> **Work required**: Retype each entry below precisely as it reads.

Given data section start

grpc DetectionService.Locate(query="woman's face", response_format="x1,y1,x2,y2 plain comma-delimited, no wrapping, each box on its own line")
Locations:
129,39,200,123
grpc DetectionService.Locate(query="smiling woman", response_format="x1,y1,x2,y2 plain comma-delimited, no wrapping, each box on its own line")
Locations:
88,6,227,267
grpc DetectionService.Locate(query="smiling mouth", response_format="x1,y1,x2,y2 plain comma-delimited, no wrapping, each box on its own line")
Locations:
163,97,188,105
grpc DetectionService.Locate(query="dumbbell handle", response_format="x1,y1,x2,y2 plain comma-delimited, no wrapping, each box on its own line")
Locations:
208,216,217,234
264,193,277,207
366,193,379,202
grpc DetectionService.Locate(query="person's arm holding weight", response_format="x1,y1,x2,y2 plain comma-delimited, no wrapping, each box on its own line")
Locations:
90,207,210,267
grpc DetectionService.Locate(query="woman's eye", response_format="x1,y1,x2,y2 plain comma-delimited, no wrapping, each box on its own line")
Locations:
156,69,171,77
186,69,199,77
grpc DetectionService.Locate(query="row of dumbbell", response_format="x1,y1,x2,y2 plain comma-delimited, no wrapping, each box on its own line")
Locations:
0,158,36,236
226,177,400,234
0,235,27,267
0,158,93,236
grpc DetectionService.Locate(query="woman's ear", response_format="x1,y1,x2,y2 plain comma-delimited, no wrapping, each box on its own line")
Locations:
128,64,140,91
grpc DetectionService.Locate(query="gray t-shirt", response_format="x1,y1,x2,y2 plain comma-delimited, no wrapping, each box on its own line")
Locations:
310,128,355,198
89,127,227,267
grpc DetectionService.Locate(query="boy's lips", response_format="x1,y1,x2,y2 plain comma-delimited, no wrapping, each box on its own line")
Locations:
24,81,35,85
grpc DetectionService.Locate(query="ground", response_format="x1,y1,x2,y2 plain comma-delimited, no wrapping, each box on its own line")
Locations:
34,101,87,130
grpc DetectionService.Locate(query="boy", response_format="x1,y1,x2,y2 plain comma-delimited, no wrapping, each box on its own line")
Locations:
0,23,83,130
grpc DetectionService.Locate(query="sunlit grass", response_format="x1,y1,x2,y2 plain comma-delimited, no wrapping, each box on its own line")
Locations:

Given data section end

> **Completed task**:
grpc DetectionService.Locate(query="woman's face", response_format="x1,y1,x2,y2 plain comma-delimited, no wrapping, each box on its own line")
Locations:
129,39,200,123
grpc DetectionService.Locate(query="smiling woman", response_format="x1,y1,x2,y2 plain comma-delimited, no wrapping, each box on its own line")
Locations:
88,6,227,267
grpc DetectionService.Locate(query="smiling mouth", response_format="x1,y1,x2,y2 plain comma-delimited, no wrapping, each box on its own line")
Locations:
163,97,188,105
grpc DetectionService.Locate(query="dumbbell handle", response_format="x1,y1,x2,y2 plain comma-delimited, no wrapping, each box on its own line")
Locations:
208,216,217,234
264,193,277,207
366,193,379,202
grpc DetectionService.Locate(query="person's arm holding weight", response_format="x1,y1,x2,y2 plain comma-delimited, no wrapping, each box on its own line")
Locations:
90,207,210,267
grpc DetectionService.Locate(query="woman's eye", response_format="x1,y1,x2,y2 plain comma-delimited, no wrapping, each box on its own line")
Locations:
156,69,171,77
186,69,199,77
grpc DetectionService.Locate(query="row of dumbbell", response_format="x1,y1,x2,y2 plain comma-delimited, no wrapping, each box on its own line")
Locations:
0,158,36,236
226,177,400,234
0,235,27,267
0,158,93,236
grpc DetectionService.Locate(query="woman's ear", response_format="x1,y1,x2,y2 plain comma-delimited, no wrapping, each box on its own line")
Locations:
128,64,140,91
grpc DetectionService.Locate(query="gray t-shirt", response_format="x1,y1,x2,y2 plain comma-delimited, no wrapping, each box on its own line")
Locations:
310,128,355,198
89,127,227,267
grpc DetectionService.Locate(query="boy's lips", response_format="x1,y1,x2,y2 plain comma-delimited, no wrapping, each box on its own line")
Locations:
24,81,35,85
grpc DetectionService.Locate(query="ground", response_format="x1,y1,x2,y2 plain comma-delimited, no wrapping, each box on its own line")
Locations:
34,101,87,130
grpc DetectionService.Locate(query="boy", response_format="x1,y1,x2,y2 plain comma-delimited, no wrapping, each box on its own line")
Locations:
0,23,83,130
grpc DetectionService.Locate(query="sunlit grass", response_format="x1,y1,x2,y2 plain comma-delimited, no wrapping, each box on its own line")
Locations:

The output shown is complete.